▸ Requirement: In the lines below, switch "poplar" to "oak" and leave everything else unchanged. Give back all of the lines but leave out the pictures.
*** Extracted data
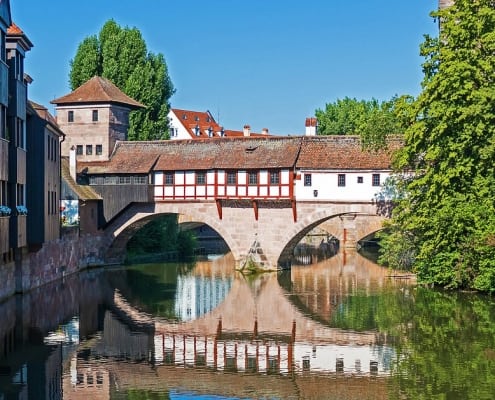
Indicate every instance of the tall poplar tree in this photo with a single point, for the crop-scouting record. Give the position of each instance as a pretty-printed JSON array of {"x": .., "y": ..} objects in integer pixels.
[
  {"x": 445, "y": 221},
  {"x": 120, "y": 55}
]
******
▸ Solution to this exercise:
Indicate every instance of the tall oak tree in this photo with a single point, for the crop-scouting record. Give the position of each instance as a pretty-printed JSON array of {"x": .., "y": ..} objects in integer pixels.
[
  {"x": 445, "y": 221},
  {"x": 120, "y": 55}
]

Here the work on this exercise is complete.